The task: Repeat each of the following records word for word, but leave out the pictures.

Coordinate records with annotations:
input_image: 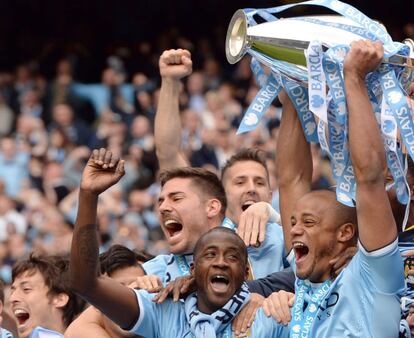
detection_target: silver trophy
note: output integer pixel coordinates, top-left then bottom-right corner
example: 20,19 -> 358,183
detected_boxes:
225,10 -> 414,84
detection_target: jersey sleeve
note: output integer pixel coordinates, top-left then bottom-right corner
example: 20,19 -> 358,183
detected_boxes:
352,240 -> 405,295
251,308 -> 289,338
129,290 -> 159,338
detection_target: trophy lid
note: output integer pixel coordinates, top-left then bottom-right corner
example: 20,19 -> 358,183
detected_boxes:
226,9 -> 248,64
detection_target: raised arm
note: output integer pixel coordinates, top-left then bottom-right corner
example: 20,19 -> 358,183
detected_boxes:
154,49 -> 193,169
276,92 -> 312,252
70,148 -> 139,328
344,41 -> 397,251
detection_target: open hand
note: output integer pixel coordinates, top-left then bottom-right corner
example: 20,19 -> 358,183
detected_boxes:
232,293 -> 265,336
152,276 -> 195,303
237,202 -> 269,246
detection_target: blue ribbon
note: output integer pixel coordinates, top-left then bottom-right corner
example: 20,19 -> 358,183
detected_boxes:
237,74 -> 282,134
282,77 -> 318,143
290,279 -> 332,338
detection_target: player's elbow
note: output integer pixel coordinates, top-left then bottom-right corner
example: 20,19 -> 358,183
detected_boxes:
69,265 -> 97,296
354,158 -> 387,185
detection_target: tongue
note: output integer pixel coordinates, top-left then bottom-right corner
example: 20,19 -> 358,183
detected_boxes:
17,313 -> 29,325
211,281 -> 227,292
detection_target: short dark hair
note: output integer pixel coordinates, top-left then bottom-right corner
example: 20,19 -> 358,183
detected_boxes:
221,148 -> 269,181
99,244 -> 144,276
193,227 -> 247,264
12,253 -> 85,327
160,167 -> 227,216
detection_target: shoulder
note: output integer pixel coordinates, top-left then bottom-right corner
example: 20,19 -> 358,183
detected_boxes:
142,255 -> 174,275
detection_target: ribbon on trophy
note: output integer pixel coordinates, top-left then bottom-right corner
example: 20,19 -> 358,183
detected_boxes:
226,0 -> 414,213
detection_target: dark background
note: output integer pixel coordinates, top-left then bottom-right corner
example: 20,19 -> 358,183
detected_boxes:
0,0 -> 414,82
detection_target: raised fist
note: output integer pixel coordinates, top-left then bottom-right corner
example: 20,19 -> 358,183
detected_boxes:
80,148 -> 125,195
344,40 -> 384,79
159,49 -> 193,80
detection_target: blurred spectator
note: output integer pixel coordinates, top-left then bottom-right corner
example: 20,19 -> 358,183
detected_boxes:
0,137 -> 29,197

Output:
input_image: 
detection_target: silver trophy
note: output integer pixel coordinates, top-left then bottom-right corner
example: 20,19 -> 358,183
detected_boxes:
225,10 -> 414,84
detection_target: jersey sleeve
note: output integer pixel coordinates, top-left then bottom-right corner
example: 20,19 -> 358,183
detected_boxes:
352,240 -> 405,295
251,308 -> 289,338
129,290 -> 159,338
detection_target: trophy lid
note: output integer pixel coordinates, top-left then bottom-right corner
example: 20,19 -> 358,183
detected_boxes:
226,9 -> 248,64
detection_target: raised arm
note: output integer pixel coordinates, top-left then bottom-right corner
example: 20,19 -> 358,183
detected_boxes:
154,49 -> 193,169
276,92 -> 312,252
70,148 -> 139,328
344,41 -> 397,251
detection_target: open hand
note: output integer pixel coordinates, top-left then bottom-right corner
example: 20,19 -> 358,183
detected_boxes:
232,293 -> 265,336
152,276 -> 195,303
237,202 -> 269,246
detection_target: blue ribbon
note: output integer pixel coordinates, top-left then bottom-right corner
example: 20,19 -> 358,183
detected_boxes:
237,74 -> 282,134
282,77 -> 318,143
290,279 -> 332,338
detection_target: player's elbow
note: output integer pixel coordinates, top-left then bottom-right corner
example: 20,19 -> 358,183
detected_boxes:
69,265 -> 97,296
354,158 -> 387,185
detection_target: tongue
note: output integer pixel coordinates, top-left then bottom-right corner
example: 20,19 -> 358,183
detected_boxes:
17,313 -> 29,325
211,281 -> 227,292
detection_target: short dark hair
note: output integer pixel coordinates, top-left then bottom-right corner
example: 20,19 -> 358,183
detected_boxes:
221,148 -> 269,181
99,244 -> 144,276
193,227 -> 247,264
12,253 -> 85,327
160,167 -> 227,216
detection_target: shoulder
note: output integer pixel coordinates, top-left then bottom-right corner
example: 20,19 -> 358,183
detected_boxes:
142,255 -> 174,275
detection_target: ribbon on trophy
note: output integer pixel coordinates, top-left then bottom-right corner
example: 20,19 -> 358,183
detected_boxes:
226,0 -> 414,213
detection_target: dark background
note: output integer pixel coordinates, top-left then bottom-right corner
example: 20,19 -> 358,183
detected_boxes:
0,0 -> 414,82
detection_target: raised fist
note: output integer pixel coordinates, top-left then bottom-right corner
example: 20,19 -> 358,183
detected_boxes:
80,148 -> 125,195
344,40 -> 384,79
159,49 -> 193,80
detection_target: blurred spectator
note: output integer pixel coordinates, top-left then bottom-right corner
example: 20,19 -> 358,183
detected_boxes:
0,137 -> 29,197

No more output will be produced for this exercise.